Directive » Convert the data, from its first line up to and including the line containing "xmin=98 ymin=176 xmax=109 ymax=191", into a numbered list that omits blank lines and leaves out the pictures.

Records to process »
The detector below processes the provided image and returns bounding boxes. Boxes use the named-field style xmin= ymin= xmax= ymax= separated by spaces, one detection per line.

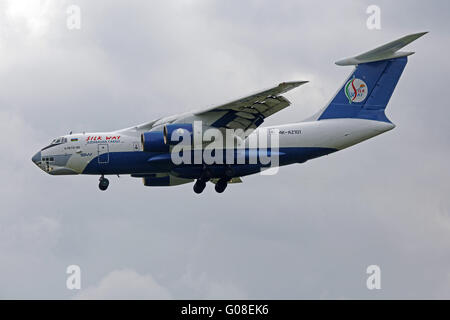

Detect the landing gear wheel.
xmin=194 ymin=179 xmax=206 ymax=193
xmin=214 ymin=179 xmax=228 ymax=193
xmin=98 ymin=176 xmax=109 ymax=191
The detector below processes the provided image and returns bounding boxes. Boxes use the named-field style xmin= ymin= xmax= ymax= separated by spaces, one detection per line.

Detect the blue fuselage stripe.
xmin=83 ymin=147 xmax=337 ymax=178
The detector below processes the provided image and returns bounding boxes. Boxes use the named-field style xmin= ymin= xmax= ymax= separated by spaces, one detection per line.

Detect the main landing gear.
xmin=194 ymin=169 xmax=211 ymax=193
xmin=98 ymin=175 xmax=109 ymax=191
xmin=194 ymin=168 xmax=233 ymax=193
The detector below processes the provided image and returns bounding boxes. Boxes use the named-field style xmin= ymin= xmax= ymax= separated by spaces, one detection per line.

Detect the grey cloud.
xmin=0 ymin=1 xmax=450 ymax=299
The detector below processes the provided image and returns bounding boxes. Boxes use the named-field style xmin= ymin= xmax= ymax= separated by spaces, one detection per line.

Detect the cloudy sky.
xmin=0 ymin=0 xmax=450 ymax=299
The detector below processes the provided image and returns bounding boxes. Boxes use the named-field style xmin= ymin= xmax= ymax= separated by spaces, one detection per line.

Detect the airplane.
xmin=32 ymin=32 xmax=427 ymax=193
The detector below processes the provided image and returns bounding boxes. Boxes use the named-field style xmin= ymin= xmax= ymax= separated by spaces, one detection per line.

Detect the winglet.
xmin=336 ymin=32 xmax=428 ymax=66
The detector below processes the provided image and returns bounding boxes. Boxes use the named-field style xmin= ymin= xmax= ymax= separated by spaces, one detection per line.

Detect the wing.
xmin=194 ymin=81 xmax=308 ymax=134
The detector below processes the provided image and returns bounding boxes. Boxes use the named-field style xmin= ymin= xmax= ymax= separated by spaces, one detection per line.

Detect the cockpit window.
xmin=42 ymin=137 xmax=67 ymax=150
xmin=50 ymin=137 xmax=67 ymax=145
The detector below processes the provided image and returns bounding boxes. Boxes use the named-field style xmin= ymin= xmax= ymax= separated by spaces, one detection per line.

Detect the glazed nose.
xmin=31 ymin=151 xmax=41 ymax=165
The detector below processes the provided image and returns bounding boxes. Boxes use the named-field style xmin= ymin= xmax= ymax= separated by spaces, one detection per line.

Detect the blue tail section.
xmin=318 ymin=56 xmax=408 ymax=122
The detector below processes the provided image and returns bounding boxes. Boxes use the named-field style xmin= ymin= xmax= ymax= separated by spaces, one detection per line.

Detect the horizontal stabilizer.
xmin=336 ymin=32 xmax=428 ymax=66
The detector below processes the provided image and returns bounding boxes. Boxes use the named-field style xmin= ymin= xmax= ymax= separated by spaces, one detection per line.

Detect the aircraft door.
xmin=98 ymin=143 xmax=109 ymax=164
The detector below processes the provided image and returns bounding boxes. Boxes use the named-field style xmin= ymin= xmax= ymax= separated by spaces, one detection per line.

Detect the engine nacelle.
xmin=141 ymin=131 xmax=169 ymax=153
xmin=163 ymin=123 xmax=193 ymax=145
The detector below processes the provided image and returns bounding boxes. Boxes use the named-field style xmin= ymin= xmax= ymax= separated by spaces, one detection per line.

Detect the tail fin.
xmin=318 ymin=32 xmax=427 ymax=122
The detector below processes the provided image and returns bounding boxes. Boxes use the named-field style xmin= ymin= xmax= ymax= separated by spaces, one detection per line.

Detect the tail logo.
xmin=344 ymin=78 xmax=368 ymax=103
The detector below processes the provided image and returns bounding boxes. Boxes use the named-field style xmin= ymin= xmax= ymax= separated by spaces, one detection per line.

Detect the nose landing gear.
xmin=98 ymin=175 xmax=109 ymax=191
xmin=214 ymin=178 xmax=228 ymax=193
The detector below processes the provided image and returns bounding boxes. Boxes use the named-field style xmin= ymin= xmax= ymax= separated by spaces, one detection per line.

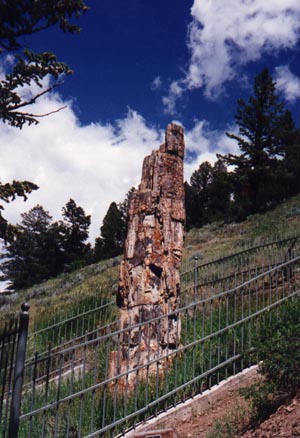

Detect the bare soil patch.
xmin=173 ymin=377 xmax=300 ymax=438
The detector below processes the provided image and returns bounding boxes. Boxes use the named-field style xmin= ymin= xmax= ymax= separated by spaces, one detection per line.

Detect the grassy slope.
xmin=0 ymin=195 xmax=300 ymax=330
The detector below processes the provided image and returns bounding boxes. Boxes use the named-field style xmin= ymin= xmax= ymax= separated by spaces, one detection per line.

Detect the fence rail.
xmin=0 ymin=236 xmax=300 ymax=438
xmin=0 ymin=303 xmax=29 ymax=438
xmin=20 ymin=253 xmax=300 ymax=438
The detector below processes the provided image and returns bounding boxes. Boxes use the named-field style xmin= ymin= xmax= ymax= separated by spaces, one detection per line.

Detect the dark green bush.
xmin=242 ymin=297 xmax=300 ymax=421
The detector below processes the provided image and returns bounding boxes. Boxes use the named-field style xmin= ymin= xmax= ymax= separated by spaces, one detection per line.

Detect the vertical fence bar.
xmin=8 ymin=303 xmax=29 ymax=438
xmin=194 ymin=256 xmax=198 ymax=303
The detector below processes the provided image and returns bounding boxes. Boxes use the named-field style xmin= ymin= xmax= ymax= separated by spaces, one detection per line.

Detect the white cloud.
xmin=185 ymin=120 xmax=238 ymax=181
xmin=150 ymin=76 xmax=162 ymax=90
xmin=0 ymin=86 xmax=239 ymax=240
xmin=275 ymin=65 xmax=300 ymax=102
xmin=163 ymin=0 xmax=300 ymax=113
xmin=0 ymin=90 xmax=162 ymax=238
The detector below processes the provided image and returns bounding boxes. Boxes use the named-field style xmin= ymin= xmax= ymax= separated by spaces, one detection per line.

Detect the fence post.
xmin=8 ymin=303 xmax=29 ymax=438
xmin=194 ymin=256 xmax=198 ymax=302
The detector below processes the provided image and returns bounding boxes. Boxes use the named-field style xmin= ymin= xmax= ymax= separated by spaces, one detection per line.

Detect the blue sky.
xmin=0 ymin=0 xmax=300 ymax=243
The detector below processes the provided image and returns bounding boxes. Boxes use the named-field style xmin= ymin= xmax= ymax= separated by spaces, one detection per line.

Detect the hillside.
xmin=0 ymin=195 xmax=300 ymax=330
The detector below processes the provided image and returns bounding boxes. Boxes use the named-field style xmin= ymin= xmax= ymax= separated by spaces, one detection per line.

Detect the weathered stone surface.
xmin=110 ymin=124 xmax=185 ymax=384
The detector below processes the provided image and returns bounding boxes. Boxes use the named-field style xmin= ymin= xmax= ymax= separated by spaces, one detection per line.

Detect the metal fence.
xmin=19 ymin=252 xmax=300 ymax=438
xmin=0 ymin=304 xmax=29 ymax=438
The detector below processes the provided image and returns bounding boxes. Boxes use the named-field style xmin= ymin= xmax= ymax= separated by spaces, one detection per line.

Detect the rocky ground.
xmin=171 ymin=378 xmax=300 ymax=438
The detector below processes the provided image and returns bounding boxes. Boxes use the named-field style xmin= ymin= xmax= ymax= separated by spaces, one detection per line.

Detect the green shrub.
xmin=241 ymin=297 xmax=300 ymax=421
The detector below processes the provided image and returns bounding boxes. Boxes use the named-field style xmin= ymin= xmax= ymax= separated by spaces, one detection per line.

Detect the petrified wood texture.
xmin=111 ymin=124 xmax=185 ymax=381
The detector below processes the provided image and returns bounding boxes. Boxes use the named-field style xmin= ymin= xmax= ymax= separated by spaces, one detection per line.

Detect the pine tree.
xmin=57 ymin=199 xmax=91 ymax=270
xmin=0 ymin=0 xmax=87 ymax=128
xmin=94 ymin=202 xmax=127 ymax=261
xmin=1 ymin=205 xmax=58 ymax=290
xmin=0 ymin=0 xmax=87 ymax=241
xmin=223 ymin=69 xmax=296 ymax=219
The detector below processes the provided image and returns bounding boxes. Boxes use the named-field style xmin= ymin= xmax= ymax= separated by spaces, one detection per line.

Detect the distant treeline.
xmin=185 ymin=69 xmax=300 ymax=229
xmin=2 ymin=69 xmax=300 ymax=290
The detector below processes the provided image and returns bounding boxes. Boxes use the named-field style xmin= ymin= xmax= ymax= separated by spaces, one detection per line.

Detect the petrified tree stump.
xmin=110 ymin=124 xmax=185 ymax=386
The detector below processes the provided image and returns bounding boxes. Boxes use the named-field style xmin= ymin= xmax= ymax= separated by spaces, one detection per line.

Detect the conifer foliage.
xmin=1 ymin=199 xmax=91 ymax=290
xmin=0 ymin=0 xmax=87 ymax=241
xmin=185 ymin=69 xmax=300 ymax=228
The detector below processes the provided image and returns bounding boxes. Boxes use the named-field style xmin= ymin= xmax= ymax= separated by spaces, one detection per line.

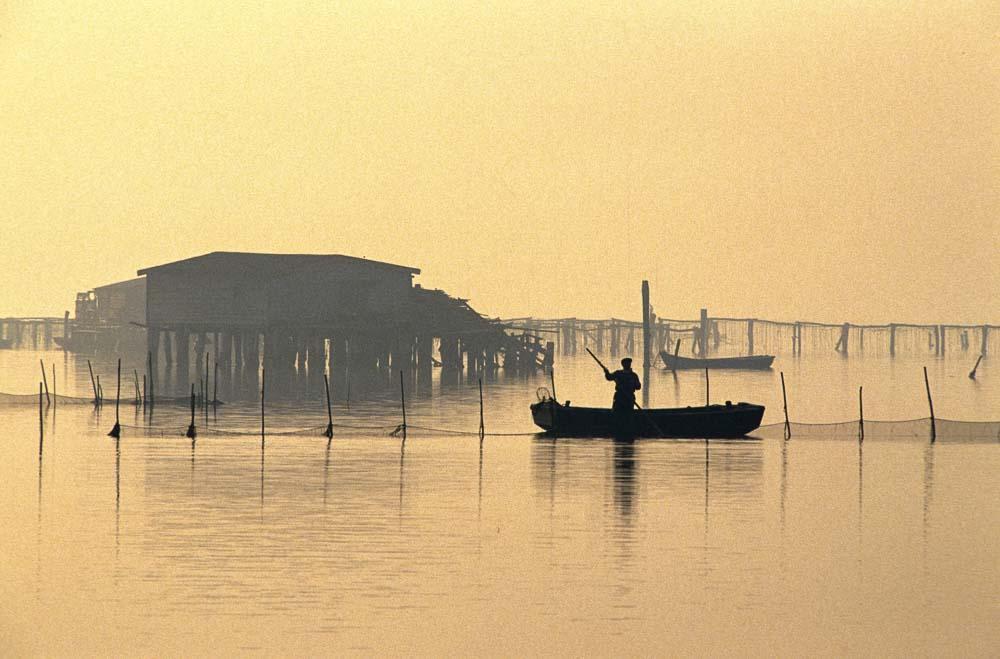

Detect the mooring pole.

Problem solution »
1. The detector below processes the provided image and returns bounding boxes. Boxes use the named-field style xmin= ymin= xmax= ymax= separated by spaces, one detection per line.
2. Detect the landing gear wheel.
3. xmin=194 ymin=179 xmax=206 ymax=193
4. xmin=214 ymin=179 xmax=228 ymax=193
5. xmin=98 ymin=176 xmax=109 ymax=191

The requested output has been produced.